**ACTION ITEM**
With the images left out, print every entry that follows exactly.

Point localization data
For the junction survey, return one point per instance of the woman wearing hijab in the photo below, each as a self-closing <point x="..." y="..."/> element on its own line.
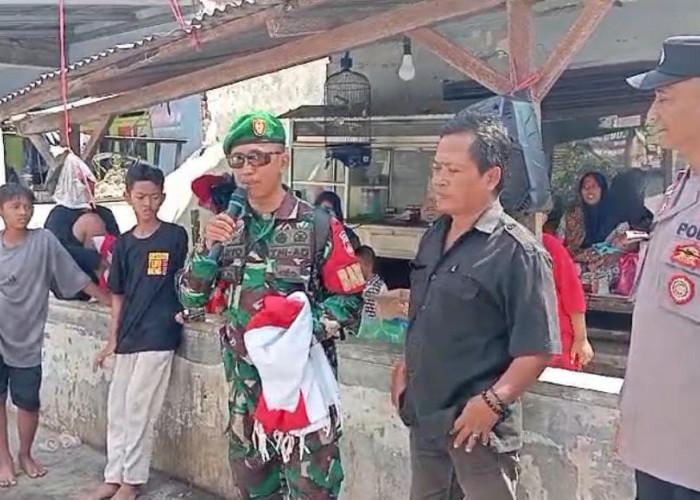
<point x="595" y="228"/>
<point x="85" y="229"/>
<point x="331" y="202"/>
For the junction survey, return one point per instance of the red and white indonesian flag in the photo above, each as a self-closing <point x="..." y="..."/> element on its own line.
<point x="298" y="385"/>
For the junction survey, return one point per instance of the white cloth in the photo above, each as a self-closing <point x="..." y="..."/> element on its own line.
<point x="73" y="189"/>
<point x="293" y="368"/>
<point x="136" y="397"/>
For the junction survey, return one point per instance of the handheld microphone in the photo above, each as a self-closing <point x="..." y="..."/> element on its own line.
<point x="235" y="208"/>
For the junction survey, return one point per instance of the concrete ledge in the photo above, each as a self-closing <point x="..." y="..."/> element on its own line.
<point x="569" y="417"/>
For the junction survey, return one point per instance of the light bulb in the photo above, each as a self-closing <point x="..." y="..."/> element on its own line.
<point x="407" y="71"/>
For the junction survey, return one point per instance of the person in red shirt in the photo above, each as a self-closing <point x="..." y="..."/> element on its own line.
<point x="576" y="349"/>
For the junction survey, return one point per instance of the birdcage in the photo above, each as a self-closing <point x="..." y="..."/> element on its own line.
<point x="347" y="115"/>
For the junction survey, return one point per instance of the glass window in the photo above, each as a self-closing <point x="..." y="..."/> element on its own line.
<point x="310" y="165"/>
<point x="369" y="188"/>
<point x="409" y="178"/>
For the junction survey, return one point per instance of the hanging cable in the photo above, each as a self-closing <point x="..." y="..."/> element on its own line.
<point x="187" y="28"/>
<point x="64" y="70"/>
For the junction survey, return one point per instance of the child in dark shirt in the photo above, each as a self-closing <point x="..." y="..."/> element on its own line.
<point x="145" y="331"/>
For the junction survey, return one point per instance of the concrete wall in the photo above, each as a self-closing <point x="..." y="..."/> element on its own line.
<point x="568" y="429"/>
<point x="276" y="92"/>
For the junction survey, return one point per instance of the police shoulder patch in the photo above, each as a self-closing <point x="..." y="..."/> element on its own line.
<point x="681" y="289"/>
<point x="686" y="254"/>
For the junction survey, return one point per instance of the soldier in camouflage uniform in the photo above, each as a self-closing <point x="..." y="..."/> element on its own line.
<point x="280" y="244"/>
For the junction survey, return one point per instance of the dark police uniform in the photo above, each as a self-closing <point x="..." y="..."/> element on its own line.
<point x="660" y="406"/>
<point x="487" y="300"/>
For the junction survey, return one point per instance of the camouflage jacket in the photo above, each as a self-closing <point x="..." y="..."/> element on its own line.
<point x="277" y="254"/>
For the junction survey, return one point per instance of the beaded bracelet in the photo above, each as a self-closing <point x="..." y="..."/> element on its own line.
<point x="501" y="404"/>
<point x="494" y="408"/>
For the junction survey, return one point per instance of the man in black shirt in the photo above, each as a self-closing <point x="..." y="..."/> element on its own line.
<point x="483" y="325"/>
<point x="144" y="333"/>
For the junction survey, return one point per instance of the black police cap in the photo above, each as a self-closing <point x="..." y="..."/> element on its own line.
<point x="680" y="60"/>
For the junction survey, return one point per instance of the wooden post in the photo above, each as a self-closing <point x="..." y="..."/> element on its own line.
<point x="74" y="138"/>
<point x="3" y="173"/>
<point x="521" y="40"/>
<point x="461" y="60"/>
<point x="569" y="45"/>
<point x="42" y="145"/>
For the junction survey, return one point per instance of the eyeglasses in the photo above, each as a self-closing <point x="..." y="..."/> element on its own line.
<point x="254" y="159"/>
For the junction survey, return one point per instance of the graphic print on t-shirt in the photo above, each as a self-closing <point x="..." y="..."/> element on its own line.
<point x="158" y="263"/>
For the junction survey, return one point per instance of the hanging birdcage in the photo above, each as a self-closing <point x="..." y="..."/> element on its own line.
<point x="347" y="115"/>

**EXPECTED ANSWER**
For the junction survey, return one point per instance of the woman wearing hijab in the photo below, each as a self-closing <point x="..." y="..."/> element on its own line.
<point x="595" y="228"/>
<point x="85" y="229"/>
<point x="331" y="202"/>
For the junction survey, return one point per instance of the red and white indonesian flag in the photo above, each as a self-closing <point x="..." y="..."/> element on its own line.
<point x="298" y="385"/>
For the junction survey, return one point per instance of the white cloth in the photo above, each as a self-closing <point x="..." y="..."/> element on its own line.
<point x="73" y="189"/>
<point x="293" y="368"/>
<point x="136" y="397"/>
For the junction survey, return one point per instance of the handheld microphone in the photo above, each as a self-closing <point x="..." y="..."/> element on its own line.
<point x="235" y="208"/>
For the junction survey, return one point per instance of the concrete ledge in the photo above, each as a self-closing <point x="..." y="..."/> element on its own line.
<point x="569" y="417"/>
For the junction survey, return one point per instance of the light bulb in the photo above, each as a self-closing <point x="..." y="..."/> element on its own line.
<point x="407" y="71"/>
For the junction survey, return one point per instance of the person in red shirt in the photo above, each as a self-closing <point x="..." y="..."/> element on its own line.
<point x="576" y="349"/>
For the junction survey, return one point per instance of the birdcage in the photo above, each as a self-closing <point x="..." y="..."/> element on its own line.
<point x="347" y="115"/>
For the junction survey, return one point per instance of the glass window in the photo above, each as a self-closing <point x="..." y="..."/> element on its own line.
<point x="310" y="165"/>
<point x="369" y="188"/>
<point x="409" y="178"/>
For the junction survey, return one point per instance of the hanging cable in the photo above, each as a self-closing <point x="..." y="..."/> element on its own line.
<point x="187" y="28"/>
<point x="64" y="70"/>
For the junction survey, return one point per instance of the child in dark shirt in the photo above, each as a self-closing <point x="..." y="..."/> element on its own line.
<point x="145" y="331"/>
For the junction survey, return one point per instance of the concrete wall in the photo above, each as a self-closing <point x="..." y="..."/> element on its own line.
<point x="568" y="429"/>
<point x="276" y="92"/>
For the junction survey, return one point per instance of the police shoulder patch in the photo above, each as a self-closing <point x="..." y="..."/> element on its own line.
<point x="681" y="289"/>
<point x="686" y="254"/>
For the junction survey, return one point per instance of the soldier in camouflage uniform in the photo above, each as a self-closing <point x="..." y="..."/> element on its own line.
<point x="280" y="244"/>
For the junction survey, return one point per instance of the dark police uniform in the photo above, each as a self-closing <point x="..." y="..."/> element on its own line.
<point x="660" y="406"/>
<point x="487" y="300"/>
For the junction survey, return one point per instance of the camouflage jacket in the photo above, each as a self-closing <point x="..." y="..."/> element on its own line.
<point x="277" y="254"/>
For the junction survey, return one point per instance of the beaded bracelet in the photo above, each as a self-closing <point x="..." y="..."/> element on its own line.
<point x="501" y="404"/>
<point x="494" y="408"/>
For the junction survey, return one point per instance of the man in black shirt in the photo above, each as a self-closing <point x="..." y="..."/> element on its own line.
<point x="483" y="325"/>
<point x="144" y="333"/>
For the junction survey, return one point per instance of the black police cap in the photo above, each as a self-closing <point x="..." y="..."/> element on its own line.
<point x="680" y="60"/>
For the junction survey, return one point per instance of the wooden post in the photo above, each as a self-closing <point x="..." y="..."/> element on its own line.
<point x="74" y="138"/>
<point x="3" y="173"/>
<point x="521" y="40"/>
<point x="461" y="60"/>
<point x="569" y="45"/>
<point x="42" y="145"/>
For the junction survey, return one point per instance of the eyeglasses in the photo above, each as a self-closing <point x="..." y="..."/> element on its own line.
<point x="254" y="159"/>
For the junction survey, return one point per instance of the graphic print on t-shirt in the photo above, each as a self-closing <point x="..." y="..."/> element on its own line.
<point x="158" y="263"/>
For the junction survey, return one point per instance of the hanging birdcage in the photo above, each as a self-closing <point x="..." y="..."/> element on its own line.
<point x="347" y="115"/>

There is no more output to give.